** Extracted data **
• • • •
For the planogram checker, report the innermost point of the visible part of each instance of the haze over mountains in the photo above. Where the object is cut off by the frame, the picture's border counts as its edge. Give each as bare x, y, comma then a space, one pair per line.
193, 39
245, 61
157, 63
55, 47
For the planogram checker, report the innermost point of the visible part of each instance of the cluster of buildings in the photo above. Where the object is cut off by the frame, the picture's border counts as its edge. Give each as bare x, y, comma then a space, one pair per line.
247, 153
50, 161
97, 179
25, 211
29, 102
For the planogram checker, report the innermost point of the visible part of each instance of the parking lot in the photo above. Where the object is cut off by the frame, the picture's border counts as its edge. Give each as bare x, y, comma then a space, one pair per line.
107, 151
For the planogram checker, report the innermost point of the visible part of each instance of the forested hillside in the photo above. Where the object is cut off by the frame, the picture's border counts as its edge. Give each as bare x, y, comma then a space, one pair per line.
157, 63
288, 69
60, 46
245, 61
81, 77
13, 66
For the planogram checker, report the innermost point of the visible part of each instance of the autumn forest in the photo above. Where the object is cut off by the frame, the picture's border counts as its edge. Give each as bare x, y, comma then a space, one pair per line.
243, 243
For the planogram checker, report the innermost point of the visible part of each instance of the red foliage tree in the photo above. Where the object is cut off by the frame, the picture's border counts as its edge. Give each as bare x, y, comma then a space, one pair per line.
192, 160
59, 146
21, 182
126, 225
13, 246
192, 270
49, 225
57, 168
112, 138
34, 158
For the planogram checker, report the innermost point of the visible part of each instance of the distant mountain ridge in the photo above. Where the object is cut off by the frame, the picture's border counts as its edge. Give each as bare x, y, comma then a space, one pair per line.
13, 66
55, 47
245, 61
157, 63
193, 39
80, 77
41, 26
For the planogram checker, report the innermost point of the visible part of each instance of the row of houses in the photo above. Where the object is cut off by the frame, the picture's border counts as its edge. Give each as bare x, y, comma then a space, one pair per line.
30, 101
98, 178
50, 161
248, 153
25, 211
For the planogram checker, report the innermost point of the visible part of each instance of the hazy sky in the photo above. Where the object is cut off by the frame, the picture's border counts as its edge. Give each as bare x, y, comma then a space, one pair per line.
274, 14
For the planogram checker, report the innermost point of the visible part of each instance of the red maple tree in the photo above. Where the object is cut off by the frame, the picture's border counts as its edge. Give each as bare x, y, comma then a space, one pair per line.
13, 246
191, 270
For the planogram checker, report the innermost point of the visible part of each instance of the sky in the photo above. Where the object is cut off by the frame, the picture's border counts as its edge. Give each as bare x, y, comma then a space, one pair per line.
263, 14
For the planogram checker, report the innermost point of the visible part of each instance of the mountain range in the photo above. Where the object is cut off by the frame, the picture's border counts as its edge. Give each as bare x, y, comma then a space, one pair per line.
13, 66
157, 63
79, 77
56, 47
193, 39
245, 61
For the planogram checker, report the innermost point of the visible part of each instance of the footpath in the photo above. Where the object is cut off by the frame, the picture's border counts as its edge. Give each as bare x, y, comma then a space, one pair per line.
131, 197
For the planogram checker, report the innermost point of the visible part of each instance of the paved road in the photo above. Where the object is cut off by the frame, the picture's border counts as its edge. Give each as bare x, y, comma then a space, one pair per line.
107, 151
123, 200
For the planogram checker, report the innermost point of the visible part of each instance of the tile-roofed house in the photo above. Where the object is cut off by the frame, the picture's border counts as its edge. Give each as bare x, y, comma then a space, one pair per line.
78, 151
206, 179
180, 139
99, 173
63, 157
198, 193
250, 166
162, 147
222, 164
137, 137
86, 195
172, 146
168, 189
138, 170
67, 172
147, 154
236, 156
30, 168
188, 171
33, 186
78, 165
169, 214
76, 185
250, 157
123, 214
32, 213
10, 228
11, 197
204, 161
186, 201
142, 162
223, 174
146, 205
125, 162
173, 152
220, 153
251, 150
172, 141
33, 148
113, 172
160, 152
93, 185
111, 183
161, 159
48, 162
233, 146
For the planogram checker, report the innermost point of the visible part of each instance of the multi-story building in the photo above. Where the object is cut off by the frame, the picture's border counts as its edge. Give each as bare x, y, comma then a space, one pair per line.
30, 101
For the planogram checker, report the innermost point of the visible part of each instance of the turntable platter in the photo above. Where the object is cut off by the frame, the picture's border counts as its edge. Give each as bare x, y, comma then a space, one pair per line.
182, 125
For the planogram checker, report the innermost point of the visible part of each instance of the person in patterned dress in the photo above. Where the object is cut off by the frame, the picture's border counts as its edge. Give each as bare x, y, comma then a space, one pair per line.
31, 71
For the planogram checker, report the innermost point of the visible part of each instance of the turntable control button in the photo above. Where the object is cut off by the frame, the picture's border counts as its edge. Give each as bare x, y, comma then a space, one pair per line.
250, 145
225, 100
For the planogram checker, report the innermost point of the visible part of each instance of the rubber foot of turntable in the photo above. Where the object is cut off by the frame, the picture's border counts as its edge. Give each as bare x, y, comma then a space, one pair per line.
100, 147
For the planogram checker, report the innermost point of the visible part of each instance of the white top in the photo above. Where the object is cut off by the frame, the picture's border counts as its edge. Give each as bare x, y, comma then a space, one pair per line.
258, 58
• • • •
** What you should do **
Print every entry exactly as written.

** Answer section **
For the planogram checker, report the innermost point of the visible part of each instance of the haze over mountains in the photo above. Where the object is cut off by the frame, the picture's border counts as its edge. Give each as bare x, y, comma then a space, one pair per line.
193, 39
245, 61
157, 63
55, 47
For the planogram checker, report the innermost point of the visible part of each instance of the cluster of buildings in the photo above. Where the object is cut off by the frame, the picture's border counts as its edge. Give each as bare x, y, comma then a space, one pair per line.
247, 153
50, 161
97, 179
25, 211
29, 102
For the planogram checker, report the innermost point of the visible part of each instance of the parking lot in the photo above. Where the object is cut off by the frame, the picture's border counts as its edge. Give each as bare x, y, comma then a space, one pair per line.
107, 151
For the planogram checker, report the innermost point of the visible part of each instance of the forested hillside in the photo above. Where the object is cut off by the frame, the picture's border counts as its edge. Give each as bare x, y, comma then a space, one pair per line.
157, 63
288, 69
60, 46
245, 61
81, 77
13, 66
For the planogram checker, report the innermost point of the visible part of each instance of the autumn forest in the photo above. Where the object is cut off by the frame, the picture's border counts as its edge. Give each as bare x, y, comma then a space, one pair per line.
243, 243
For the planogram checker, report the innermost point of the visible part of each instance of the red foliage tree in the photo above. Where the object is cut off by the frame, the picture's border counts as its edge. Give each as bare x, y, comma then a space, one pair per line.
192, 160
59, 146
21, 182
126, 225
13, 246
192, 270
49, 225
57, 168
112, 138
34, 158
For the planogram checker, report the innermost point of the visible part of each instance of the distant mountain ridge in the photo above. Where the object is cut off by the frame, the picture's border counts as its edge. Give each as bare x, y, comma then a space, one pair per line.
13, 66
55, 47
245, 61
157, 63
193, 39
80, 77
41, 26
For the planogram checker, report the innermost point of the visible part of each instance of the row of houses in the photo above. Where the object is cut off by the frame, the picture's border counts as its edge. Give each as bare x, y, comma then a space, one pair per line.
30, 101
98, 178
50, 161
248, 153
25, 211
For the planogram checker, report the innermost point of the visible part of each instance of the hazy sky in the photo above. Where the object is cut off by the frame, the picture's border counts as its edge. Give each as bare x, y, comma then a space, one pair per line.
274, 14
For the planogram checker, report the innermost point of the visible part of each instance of the red maple tree in the photo above. Where the object is cut off by the frame, the picture's border counts as its edge. Give each as bare x, y, comma then a space, one pair per line.
13, 246
191, 270
For the planogram checker, report the innermost point of the visible part of each instance of the sky in the photo above. Where the object is cut off by the frame, the picture's border counts as its edge. Give each as bare x, y, comma then a space, one pair per line.
263, 14
For the planogram checker, report the innermost point of the visible part of each instance of the mountain range in the photo above. Where the object is cut off by the frame, the picture's border counts as its edge. Give each as bare x, y, comma then a space, one pair per line.
13, 66
157, 63
79, 77
56, 47
193, 39
245, 61
For the planogram checker, report the innermost point of the visible part of each instance of the footpath in the photo above. Where the object is cut off by the frame, the picture's border counts as its edge. Give each as bare x, y, comma then a space, one pair per line.
131, 197
For the planogram checker, report the innermost point of the visible part of each instance of the paved road in the photo above. Where the object is cut off by the frame, the picture's border counts as its edge. Give each as bare x, y, comma then a space, one pair per line.
107, 151
123, 200
For the planogram checker, report the innermost point of the visible part of each instance of the tile-roofed house in the photo above. Where the object is cut off by the frame, the picture's border counts as its edge. Give each as bare x, y, comma then a space, one pair per line.
78, 151
206, 179
180, 139
99, 173
63, 157
198, 193
250, 166
162, 147
222, 164
137, 137
86, 195
172, 146
168, 189
138, 170
67, 172
147, 154
236, 156
30, 168
188, 171
33, 186
78, 165
169, 214
76, 185
250, 157
123, 214
32, 213
10, 228
11, 197
204, 161
186, 201
142, 162
223, 174
146, 205
125, 162
173, 152
220, 153
251, 150
172, 141
33, 148
113, 172
160, 152
93, 185
111, 183
161, 159
48, 162
233, 146
For the planogram checker, report the innermost point of the visible part of each instance of the multi-story building in the photo above. Where the object is cut off by the frame, the picture's border counts as its edge. Give each as bare x, y, comma then a space, one pair per line.
30, 101
For the planogram checker, report the innermost point of the visible part of each instance of the turntable platter in the photo above. Where the object is cut off by the frame, the picture's border counts as its edge. Give each as bare x, y, comma then a space, one pair per line.
182, 125
For the planogram checker, report the innermost point of the visible part of each instance of the person in patterned dress in the photo above. Where the object is cut off by the frame, the picture's border counts as its edge. Give each as bare x, y, comma then a space, one pair per line.
31, 71
For the planogram checker, report the innermost point of the visible part of each instance of the turntable control button in the photo above. Where the object is cut off by the frame, the picture's border counts as its edge. Give each as bare x, y, comma then a space, one pair per line.
250, 145
225, 100
For the planogram checker, report the innermost point of the visible part of each instance of the rubber foot of turntable in the photo above. Where the object is cut off by the frame, the picture's border counts as its edge. Give each as bare x, y, comma then a space, one pair per line.
100, 147
For the planogram checker, report the innermost point of the visible part of each instance of the white top in the photo above. Where the object is cut off by the frame, the picture's border counts as its edge. Give each as bare x, y, comma then a space, one pair per line.
258, 58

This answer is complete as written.